• _ESTRATTO FORNITO_:
+++++

Troppo dolore, troppo pericolo. Antonio torna in Italia, parla con il padre e gli annuncia di non volerne più sapere del Belgio. Meglio tentare con il Canada, la nuova terra promessa di quegli anni, i primi anni ‘50. In Canada ci arriva nella primavera del ‘51, nell’Ontario. Ma anche qui le cose partono con il piede sbagliato.
«Lavorava in una farm – racconta ancora Francesca – con duecento capi di bestiame da mungere ogni mattina, tutto solo, sotto il sole e tra le mosche e gli insetti. Era talmente pieno di punture sulla schiena che faticava a dormire. Gli davano così poco da mangiare che doveva rubare qualche uovo dalle galline». Impossibile restare.
«Dopo qualche mese ha scritto una cartolina a uno zio a Chicago: chiedeva qualche dollaro per scappare e andare a Niagara, dove c’erano altri paesani. Ma quando il padrone ha capito che se ne stava andando, l’ha aspettato sulla porta con la forca in mano. Allora lui gli ha detto: “Non rimango qui a morire di fame, nemmeno in Italia ho mai lavorato così tanto”. Lavorava dalle quattro del mattino alle dieci di sera».

A Niagara lo accoglie una signora di Fonzaso. «Era una donna che dava aiuto a quelli che arrivavano lì all’improvviso, dava loro ospitalità finché trovavano lavoro. Per tutta la vita, non ha mai smesso di ringraziarla, era stata il suo angelo custode».

Antonio trova impiego nelle costruzioni. Sono gli anni del pieno sviluppo. Un boom che prosegue con l’Expo di Montreal del 1967, l’evento che porta Antonio nella città in cui tuttora vive Francesca.
Ma i due non si incontrano in Canada. La loro storia comincia in Italia, quando Antonio rientra per far visita alla famiglia.
«Io lavoravo all’ospedale a Feltre – spiega Francesca – ci siamo conosciuti lì e sono finita in Canada anch’io».
Purtroppo Antonio a cinquant’anni si ammala. La maledetta miniera torna nella sua vita per presentare il conto. Dolore ai polmoni e problemi di respirazione, la diagnosi è inequivocabile: silicosi. «È stato fortunato perché un dottore ha appurato che la malattia era causata del lavoro e quindi ha potuto avere una pensione, ma ne ha sofferto per quindici anni prima di morire».
E nel ricordare questo ennesimo episodio di sventura, Francesca si fa prendere ancora dall’idea che ci sia stato un divario tra la sua vita e quella del marito.
«Io sono stata molto più fortunata: sono arrivata con l’aereo, non ho viaggiato in nave come lui, sono stata accolta dai paesani, non ho sofferto quello che lui ha dovuto soffrire. La lingua mi è entrata facilmente, ho imparato meglio il francese che l’inglese. Grazie all’esperienza di lavoro a Feltre ho fatto domanda per lavorare in ospedale e ci sono rimasta per venticinque anni.
Nella mia emigrazione non ho avuto disagi come invece li ha avuti mio marito. E come lui molti altri emigrati agli inizi degli anni ‘50. Per loro sì che è stata dura».

+++++

• _DATI REGISTRATI_:
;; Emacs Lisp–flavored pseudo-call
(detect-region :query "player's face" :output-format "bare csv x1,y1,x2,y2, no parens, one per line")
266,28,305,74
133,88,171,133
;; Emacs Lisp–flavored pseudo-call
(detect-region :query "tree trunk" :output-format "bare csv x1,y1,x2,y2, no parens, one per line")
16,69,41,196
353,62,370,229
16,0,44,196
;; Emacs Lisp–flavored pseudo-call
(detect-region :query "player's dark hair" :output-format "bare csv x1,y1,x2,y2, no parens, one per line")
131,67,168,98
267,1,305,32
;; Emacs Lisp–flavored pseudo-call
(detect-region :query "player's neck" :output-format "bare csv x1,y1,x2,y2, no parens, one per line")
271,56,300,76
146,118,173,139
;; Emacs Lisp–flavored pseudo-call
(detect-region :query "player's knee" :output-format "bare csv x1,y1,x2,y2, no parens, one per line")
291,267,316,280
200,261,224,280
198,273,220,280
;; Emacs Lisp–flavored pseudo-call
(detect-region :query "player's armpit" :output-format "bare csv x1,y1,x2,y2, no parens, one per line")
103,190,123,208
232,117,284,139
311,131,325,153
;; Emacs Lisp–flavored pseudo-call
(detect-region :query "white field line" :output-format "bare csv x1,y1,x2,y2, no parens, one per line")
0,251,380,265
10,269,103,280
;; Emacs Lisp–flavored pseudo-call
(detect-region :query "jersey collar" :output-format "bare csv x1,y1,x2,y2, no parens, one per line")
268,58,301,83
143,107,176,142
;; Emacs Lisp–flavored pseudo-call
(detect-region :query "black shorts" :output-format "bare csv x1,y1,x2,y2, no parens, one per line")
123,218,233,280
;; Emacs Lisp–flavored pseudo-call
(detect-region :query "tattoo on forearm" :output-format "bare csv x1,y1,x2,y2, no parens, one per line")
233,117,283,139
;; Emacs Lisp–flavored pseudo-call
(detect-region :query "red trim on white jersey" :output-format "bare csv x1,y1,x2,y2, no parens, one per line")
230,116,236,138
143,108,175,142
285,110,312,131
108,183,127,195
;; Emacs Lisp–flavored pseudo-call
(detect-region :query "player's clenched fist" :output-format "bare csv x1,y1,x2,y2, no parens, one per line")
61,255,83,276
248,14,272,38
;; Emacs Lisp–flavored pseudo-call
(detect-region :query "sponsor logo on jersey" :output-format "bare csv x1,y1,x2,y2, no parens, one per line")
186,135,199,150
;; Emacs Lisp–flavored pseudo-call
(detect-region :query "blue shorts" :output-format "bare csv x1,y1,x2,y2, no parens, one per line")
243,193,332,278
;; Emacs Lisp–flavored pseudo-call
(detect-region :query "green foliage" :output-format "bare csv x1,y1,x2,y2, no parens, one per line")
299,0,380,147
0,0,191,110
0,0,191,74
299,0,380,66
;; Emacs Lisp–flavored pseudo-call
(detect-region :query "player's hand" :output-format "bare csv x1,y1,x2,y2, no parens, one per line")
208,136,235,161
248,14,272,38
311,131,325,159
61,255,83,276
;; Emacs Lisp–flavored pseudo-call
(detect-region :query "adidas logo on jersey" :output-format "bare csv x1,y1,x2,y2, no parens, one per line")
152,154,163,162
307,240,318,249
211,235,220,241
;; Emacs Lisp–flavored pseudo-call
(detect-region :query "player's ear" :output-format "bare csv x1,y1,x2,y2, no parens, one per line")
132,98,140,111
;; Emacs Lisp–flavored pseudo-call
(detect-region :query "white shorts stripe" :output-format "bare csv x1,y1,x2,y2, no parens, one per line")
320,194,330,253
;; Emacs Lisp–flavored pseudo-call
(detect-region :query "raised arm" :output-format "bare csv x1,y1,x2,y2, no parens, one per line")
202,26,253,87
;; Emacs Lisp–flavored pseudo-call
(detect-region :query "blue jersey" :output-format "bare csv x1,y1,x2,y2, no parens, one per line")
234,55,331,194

+++++

• _ESERCIZIO A_: Elenchi tutti i Paesi nominati nel brano sull'emigrazione di Antonio.
• _ESERCIZIO B_: Secondo il brano sull'emigrazione di Antonio, perché Antonio ha potuto ottenere una pensione dopo essersi ammalato di silicosi?
• _ESERCIZIO C_: Ricopi dal brano sull'emigrazione di Antonio la parte che si apre con le parole contenenti "Antonio trova impiego" e si chiude con "tuttora vive Francesca.".

• _RISPOSTA A_: Italia, Belgio, Canada.

• _RISPOSTA B_: Antonio ha potuto ottenere una pensione perché un medico ha accertato che la malattia era stata causata dal lavoro.

• _RISPOSTA C_:
Antonio trova impiego nelle costruzioni. Sono gli anni del pieno sviluppo. Un boom che prosegue con l’Expo di Montreal del 1967, l’evento che porta Antonio nella città in cui tuttora vive Francesca.